╭─ Texte
Alimenter les centrales nucléaires avec de l’uranium marin
Une équipe de chercheurs de l’Université de Stanford, située au cœur de la Silicon Valley, a récemment publié dans la revue scientifique Nature Energy un article consacré à une nouvelle méthode d’extraction de l’uranium contenu dans l’eau des océans. Car face aux limites des réserves terrestres, l’uranium présent en abondance dans nos mers pourrait représenter une alternative pour alimenter les centrales électronucléaires mondiales au cours des prochains siècles. Reste désormais à trouver une méthode rentable pour l’extraire : un exploit auquel l’équipe du Professeur Chu semble apporter un début de réponse.
╰─
╭─ Données fournies
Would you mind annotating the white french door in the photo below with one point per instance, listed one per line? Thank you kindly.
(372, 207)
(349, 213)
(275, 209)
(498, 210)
╰─
Consignes de travail
1. Veuillez reproduire à l'identique le texte sur l'uranium marin, depuis « Alimenter les centrales nucléaires » jusqu'à « début de réponse. ».
2. Relevez, dans l'ordre, tous les verbes à l'infinitif du texte sur l'uranium marin, sans compter le titre.
Appuyez-vous uniquement sur le texte.

Corrigé
1.
Alimenter les centrales nucléaires avec de l’uranium marin
Une équipe de chercheurs de l’Université de Stanford, située au cœur de la Silicon Valley, a récemment publié dans la revue scientifique Nature Energy un article consacré à une nouvelle méthode d’extraction de l’uranium contenu dans l’eau des océans. Car face aux limites des réserves terrestres, l’uranium présent en abondance dans nos mers pourrait représenter une alternative pour alimenter les centrales électronucléaires mondiales au cours des prochains siècles. Reste désormais à trouver une méthode rentable pour l’extraire : un exploit auquel l’équipe du Professeur Chu semble apporter un début de réponse.

2. représenter, alimenter, trouver, extraire, apporter